■ Directions
Rename "marker" to "point" in the lines below, starting with the first line and going on through the line with "x=41, y=232". Give back only those lines, with nothing else changed.

■ Data

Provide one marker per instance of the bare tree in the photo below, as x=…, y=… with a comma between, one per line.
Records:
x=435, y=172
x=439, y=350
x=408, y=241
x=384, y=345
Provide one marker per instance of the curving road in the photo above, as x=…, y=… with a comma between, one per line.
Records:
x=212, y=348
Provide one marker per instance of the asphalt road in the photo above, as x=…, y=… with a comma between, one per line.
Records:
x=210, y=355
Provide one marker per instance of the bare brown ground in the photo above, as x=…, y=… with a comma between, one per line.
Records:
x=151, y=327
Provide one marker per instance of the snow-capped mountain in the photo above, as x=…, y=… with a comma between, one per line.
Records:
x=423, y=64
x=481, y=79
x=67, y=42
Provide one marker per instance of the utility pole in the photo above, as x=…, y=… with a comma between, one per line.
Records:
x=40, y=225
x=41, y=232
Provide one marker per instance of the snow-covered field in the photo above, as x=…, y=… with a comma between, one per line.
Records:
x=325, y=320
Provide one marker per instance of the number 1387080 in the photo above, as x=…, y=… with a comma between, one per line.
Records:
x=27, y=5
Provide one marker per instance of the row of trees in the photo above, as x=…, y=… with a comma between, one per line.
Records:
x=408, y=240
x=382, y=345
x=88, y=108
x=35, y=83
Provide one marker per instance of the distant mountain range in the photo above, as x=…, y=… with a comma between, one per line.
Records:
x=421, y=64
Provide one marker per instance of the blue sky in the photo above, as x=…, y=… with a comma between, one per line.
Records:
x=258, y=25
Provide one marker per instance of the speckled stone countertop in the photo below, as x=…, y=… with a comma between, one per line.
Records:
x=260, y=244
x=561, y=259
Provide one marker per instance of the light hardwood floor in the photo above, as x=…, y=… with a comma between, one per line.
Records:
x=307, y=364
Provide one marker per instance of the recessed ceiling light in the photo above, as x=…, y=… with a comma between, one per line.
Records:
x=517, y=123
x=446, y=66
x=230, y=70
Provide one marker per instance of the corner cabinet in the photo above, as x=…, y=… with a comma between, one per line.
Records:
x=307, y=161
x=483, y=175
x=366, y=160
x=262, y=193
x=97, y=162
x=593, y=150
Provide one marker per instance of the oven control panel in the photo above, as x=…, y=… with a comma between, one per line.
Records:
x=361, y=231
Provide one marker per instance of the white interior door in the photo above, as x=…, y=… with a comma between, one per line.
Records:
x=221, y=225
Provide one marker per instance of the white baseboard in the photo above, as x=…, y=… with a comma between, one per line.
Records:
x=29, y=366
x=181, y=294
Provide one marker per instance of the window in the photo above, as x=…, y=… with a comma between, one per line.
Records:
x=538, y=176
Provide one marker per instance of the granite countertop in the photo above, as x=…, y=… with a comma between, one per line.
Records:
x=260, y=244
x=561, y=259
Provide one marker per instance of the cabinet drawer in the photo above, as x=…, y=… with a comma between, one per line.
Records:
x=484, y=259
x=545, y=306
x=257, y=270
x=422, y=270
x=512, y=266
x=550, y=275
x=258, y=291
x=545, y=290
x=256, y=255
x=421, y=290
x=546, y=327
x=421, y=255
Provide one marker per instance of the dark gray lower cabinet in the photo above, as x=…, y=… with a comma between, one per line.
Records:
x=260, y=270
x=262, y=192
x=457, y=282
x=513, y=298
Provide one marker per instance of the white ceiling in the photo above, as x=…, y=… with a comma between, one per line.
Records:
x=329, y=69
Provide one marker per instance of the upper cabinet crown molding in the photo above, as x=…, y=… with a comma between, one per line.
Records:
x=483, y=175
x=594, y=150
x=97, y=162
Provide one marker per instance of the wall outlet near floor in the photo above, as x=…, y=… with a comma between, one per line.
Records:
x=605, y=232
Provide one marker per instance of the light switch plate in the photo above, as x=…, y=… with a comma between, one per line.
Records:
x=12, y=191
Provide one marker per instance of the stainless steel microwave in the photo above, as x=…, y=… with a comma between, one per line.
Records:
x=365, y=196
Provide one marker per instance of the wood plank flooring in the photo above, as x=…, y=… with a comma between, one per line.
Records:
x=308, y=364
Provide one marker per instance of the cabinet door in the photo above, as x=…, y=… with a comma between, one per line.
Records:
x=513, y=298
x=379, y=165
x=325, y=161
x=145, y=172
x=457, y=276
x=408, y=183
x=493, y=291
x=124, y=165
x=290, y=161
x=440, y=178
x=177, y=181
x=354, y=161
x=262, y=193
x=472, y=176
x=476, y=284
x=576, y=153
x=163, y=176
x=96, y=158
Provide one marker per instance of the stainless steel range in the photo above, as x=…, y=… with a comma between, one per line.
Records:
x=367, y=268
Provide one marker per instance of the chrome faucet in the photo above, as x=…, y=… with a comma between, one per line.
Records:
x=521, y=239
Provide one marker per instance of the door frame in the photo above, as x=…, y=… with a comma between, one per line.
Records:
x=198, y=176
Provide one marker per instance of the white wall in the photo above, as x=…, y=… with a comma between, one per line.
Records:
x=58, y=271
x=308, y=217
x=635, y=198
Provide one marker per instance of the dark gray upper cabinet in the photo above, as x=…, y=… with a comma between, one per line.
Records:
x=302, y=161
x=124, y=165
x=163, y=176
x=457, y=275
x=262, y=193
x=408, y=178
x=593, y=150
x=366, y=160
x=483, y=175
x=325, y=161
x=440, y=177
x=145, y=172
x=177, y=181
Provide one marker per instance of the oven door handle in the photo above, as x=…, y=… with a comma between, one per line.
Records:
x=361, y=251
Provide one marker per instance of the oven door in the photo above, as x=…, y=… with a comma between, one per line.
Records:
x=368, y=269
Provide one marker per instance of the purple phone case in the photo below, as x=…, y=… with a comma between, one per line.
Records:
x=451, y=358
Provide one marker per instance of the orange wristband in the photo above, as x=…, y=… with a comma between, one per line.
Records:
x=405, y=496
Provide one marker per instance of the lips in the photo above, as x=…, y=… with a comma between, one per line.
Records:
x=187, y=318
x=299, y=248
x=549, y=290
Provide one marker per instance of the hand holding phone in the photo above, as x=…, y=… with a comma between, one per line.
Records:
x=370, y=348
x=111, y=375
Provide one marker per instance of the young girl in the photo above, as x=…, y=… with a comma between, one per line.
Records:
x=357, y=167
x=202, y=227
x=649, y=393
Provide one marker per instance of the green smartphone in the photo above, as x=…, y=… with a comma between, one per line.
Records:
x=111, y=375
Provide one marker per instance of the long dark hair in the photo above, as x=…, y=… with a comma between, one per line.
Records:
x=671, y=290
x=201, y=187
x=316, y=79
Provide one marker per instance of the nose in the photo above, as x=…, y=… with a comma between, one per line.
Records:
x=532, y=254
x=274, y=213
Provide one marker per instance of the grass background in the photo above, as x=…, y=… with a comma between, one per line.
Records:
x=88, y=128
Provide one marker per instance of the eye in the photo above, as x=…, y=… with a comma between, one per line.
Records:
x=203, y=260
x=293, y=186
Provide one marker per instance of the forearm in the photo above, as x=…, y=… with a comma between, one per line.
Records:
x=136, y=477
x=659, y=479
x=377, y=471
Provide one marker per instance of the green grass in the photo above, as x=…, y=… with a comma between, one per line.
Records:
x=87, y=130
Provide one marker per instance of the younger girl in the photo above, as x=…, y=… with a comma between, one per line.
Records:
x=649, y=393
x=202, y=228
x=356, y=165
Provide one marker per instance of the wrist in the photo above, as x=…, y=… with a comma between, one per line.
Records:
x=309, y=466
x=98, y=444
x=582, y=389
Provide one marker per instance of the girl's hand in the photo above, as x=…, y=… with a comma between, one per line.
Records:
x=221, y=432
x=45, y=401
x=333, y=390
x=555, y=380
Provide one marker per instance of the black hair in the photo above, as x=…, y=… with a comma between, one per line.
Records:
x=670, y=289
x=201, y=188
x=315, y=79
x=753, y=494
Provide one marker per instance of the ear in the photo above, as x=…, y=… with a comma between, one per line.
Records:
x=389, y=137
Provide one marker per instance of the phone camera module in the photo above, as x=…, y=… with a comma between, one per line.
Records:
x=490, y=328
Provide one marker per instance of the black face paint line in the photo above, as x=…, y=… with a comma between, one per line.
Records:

■ Response to this exercise
Provide one point per instance of the bare tree in the photo below, as x=…, y=… with a comma between, one per line.
Records:
x=435, y=172
x=439, y=350
x=408, y=241
x=384, y=345
Provide one point per instance of the curving road in the photo above, as x=…, y=… with a comma between, one per line.
Records:
x=212, y=348
Provide one point per instance of the asphalt road in the photo above, as x=…, y=… with a comma between, one per line.
Records:
x=210, y=355
Provide one point per instance of the bare brown ground in the photo above, as x=…, y=… with a comma between, one per line.
Records:
x=151, y=327
Provide one point per instance of the snow-capped mountain in the photo above, as x=…, y=… with a comma between, one per line.
Records:
x=423, y=64
x=481, y=79
x=67, y=42
Provide one point per instance of the utility pole in the photo above, as x=…, y=… with a comma between, one per line.
Records:
x=40, y=225
x=41, y=232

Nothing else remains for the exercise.